Task to carry out -
Would you please copy exactly the line with "Docstring: Locates the dark" and all lines that follow it in the data below, through the last one?

Records supplied -

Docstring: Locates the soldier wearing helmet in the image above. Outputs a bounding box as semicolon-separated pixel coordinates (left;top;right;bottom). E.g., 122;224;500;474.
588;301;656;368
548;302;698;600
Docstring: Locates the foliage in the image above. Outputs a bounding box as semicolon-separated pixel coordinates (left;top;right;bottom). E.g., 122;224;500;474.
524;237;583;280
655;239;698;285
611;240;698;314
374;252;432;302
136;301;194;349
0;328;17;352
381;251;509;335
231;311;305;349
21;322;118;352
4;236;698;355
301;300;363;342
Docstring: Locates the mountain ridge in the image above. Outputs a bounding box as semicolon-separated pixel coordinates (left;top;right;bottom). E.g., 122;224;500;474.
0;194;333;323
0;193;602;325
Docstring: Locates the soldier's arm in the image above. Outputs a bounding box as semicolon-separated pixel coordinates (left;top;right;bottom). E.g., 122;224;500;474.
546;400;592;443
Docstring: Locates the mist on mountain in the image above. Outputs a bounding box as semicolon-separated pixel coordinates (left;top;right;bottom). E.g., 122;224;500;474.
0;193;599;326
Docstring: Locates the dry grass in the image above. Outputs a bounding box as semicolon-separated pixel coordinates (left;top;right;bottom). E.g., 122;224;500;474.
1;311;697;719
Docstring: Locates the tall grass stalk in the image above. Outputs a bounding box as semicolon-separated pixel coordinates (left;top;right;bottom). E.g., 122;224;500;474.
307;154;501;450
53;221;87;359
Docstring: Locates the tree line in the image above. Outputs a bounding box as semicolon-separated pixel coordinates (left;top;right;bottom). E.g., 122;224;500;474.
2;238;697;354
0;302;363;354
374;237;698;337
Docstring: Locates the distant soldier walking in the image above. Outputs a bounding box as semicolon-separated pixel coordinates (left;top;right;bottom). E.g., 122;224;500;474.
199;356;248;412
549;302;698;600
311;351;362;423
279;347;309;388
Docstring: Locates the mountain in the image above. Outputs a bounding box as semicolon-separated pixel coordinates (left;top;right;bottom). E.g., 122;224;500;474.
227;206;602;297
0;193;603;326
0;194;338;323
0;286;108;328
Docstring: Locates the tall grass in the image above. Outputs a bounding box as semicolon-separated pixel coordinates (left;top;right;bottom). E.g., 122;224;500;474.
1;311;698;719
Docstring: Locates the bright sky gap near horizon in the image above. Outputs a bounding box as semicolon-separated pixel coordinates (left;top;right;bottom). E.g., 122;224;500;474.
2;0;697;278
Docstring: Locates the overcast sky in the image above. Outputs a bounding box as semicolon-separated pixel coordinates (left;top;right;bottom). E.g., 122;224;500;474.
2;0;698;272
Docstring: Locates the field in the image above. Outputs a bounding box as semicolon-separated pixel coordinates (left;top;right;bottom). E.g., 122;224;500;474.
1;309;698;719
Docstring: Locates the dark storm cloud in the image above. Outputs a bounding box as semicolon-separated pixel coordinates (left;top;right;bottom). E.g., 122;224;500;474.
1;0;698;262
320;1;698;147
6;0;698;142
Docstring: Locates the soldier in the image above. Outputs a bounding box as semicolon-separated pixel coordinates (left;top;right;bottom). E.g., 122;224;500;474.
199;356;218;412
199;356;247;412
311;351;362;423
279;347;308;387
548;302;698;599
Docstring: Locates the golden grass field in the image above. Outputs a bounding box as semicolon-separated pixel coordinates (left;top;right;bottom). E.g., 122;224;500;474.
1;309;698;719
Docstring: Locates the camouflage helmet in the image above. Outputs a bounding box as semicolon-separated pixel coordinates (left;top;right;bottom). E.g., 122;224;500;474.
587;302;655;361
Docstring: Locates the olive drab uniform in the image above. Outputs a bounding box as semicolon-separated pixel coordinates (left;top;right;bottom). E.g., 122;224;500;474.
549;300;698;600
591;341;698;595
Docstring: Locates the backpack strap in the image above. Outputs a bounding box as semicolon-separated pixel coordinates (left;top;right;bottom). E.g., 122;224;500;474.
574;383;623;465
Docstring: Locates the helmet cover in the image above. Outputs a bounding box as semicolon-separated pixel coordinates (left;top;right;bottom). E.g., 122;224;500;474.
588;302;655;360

Problem solution -
Docstring: Locates the dark storm cloud in the image above. Outputs a bounding box as semicolon-separated pixel coordinates (left;top;right;bottom). E.g., 122;224;500;474.
1;0;698;262
320;1;698;147
6;0;698;142
Docstring: Locates the soldier in the image above. Outputs a bounding box as semicolon-separated pixel coordinates (left;top;right;bottom). E.g., 122;224;500;474.
199;356;218;412
199;356;247;412
311;351;362;423
279;347;308;387
548;302;698;599
Docstring: Locates the golden grass field in the image above. Outputs a bounding box as semicolon-separated pixel coordinates (left;top;right;bottom). E.g., 122;224;500;474.
1;309;698;719
Docstring: Locates the camouflage helmet in the image above. Outputs a bounding box as semicolon-separated pixel coordinates (left;top;right;bottom). E.g., 122;224;500;474.
587;302;655;361
Docstring: Locates the olive drab uniform in the image above. Outputs a bounding box as semicolon-separated pixel coordinates (left;top;right;bottom). E.g., 122;224;500;474.
549;300;698;600
591;341;698;595
Docstring: Locates the backpack strap in the image above. Outputs a bounding box as semicolon-separated pixel coordinates (left;top;right;bottom). E.g., 122;224;500;474.
574;383;623;465
Docstring: Locates the helmet cover in the image above. Outputs a bounding box as semicolon-separated pixel coordinates (left;top;right;bottom). E.g., 122;224;500;474.
588;302;655;360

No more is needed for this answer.